Document extract
BEGIN
Artwork

Beyond The Felted Flock

It is 4:30 AM. It is usual for me to rise early but I am up this early due to an old, crotchety Kelpie. I’ve just made a morning cup of tea, grabbed my laptop and sat down at the large wooden table in my studio space in the dinging room. There is a long, low book shelf to the left and a bright red tool chest containing a plethora of paper and art supplies behind me. A floor easel holding a half finished sheep drawing, with a utility cart full of drawing supplies sitting next to it, is over my shoulder on the right side. An entire book shelf filled with bags of wool stands in the top corner.

The studio scene has long been the work space of a needle felter. The studio table covered in an assortment of wool, felting tools, needle holder, baskets, armature wire and necessary tools, felting pad, and an array of felted animals in various at stages of completion. All of this was tidied while prepping and packing to set up the Felted Flock at a local art gallery. This morning I sit down at a nearly empty work space with a nearly empty creative mind. There are two baskets of wool and three unfinished felted dogs next to the felting pad.
END
Information given
BEGIN
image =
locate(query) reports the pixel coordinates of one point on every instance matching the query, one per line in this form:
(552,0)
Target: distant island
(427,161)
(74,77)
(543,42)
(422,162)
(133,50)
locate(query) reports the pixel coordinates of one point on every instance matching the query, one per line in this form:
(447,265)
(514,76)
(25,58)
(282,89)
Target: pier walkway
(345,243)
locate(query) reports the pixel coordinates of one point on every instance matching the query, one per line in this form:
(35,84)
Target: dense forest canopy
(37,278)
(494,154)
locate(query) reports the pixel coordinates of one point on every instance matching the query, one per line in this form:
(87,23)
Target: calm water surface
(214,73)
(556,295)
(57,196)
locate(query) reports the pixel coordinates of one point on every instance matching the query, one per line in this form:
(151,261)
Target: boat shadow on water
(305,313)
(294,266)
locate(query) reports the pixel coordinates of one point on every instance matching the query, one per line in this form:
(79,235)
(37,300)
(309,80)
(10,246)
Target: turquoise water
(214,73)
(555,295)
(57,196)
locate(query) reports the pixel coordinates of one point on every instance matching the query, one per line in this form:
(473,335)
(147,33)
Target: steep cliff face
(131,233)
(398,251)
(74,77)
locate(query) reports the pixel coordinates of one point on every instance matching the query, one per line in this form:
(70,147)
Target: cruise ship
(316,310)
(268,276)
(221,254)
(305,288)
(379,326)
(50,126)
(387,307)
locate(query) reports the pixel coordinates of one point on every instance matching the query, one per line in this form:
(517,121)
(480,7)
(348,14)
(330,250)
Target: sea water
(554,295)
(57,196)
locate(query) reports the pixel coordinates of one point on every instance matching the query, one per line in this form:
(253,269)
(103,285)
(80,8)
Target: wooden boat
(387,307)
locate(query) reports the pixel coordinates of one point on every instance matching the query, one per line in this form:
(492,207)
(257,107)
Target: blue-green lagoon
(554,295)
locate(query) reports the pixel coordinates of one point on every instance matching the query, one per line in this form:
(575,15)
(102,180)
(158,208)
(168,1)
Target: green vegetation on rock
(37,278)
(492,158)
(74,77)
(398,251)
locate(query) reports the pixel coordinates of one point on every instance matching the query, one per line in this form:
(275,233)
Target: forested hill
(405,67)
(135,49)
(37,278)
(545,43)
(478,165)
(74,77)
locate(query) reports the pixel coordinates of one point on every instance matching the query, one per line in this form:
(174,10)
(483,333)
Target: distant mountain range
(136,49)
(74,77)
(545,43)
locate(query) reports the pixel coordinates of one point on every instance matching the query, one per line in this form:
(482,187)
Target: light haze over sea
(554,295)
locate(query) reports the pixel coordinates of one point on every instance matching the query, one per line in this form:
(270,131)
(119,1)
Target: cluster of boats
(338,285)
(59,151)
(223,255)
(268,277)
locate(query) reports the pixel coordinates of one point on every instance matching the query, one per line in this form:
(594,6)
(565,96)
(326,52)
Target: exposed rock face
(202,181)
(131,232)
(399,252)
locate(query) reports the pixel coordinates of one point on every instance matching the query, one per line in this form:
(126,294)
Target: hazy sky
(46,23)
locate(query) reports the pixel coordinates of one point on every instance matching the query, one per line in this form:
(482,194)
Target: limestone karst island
END
Continue the piece about the needle-felting studio, picking up right after its final sentence.

Answer
What comes next? In the immediate term I have a couple of felting commissions to complete. Otherwise, I am feeling a pull to just draw and draw and draw; or to draw while I attempt to go further with writing - that feels okay right now too. But, I’m also familiar with how quickly my creative plans change direction, particularly when it comes to writing - the creative endeavour that scares me the most.

And the real sheep flock? Much has changed in the last two years including a steep increase in cost of supplies and fuel, on top of being in drought riddled prairie. Lamb prices meanwhile took a downward turn, meaning keeping a smallish flock for the purpose of lamb production is barely viable. My usual get and up go for raising sheep has dried up along with the prairie. There are just three guardian dogs afoot now and yet I have no desire to add a pup, which I will surely need to do if I keep even the same number of sheep in the future.

horse and sheep flock

My creative world and my working world are tightly aligned in subject and purpose, and have shaped my life into being all about sheep, dogs, prairie, and the profundity of nature. I realize there is a reason here; that this melding of real life with creative is a gift of sorts. I’m just unsure of how best to use the gift now - or scared to perhaps. But, whatever occurs going forward, I want the gift to remain.

It will be daylight in a few hours, the weather is mild for January so the morning walk will be a long one. While I know I should be jumping into commission work, I am content to just sit at this big old table and jot a few more words down on the page.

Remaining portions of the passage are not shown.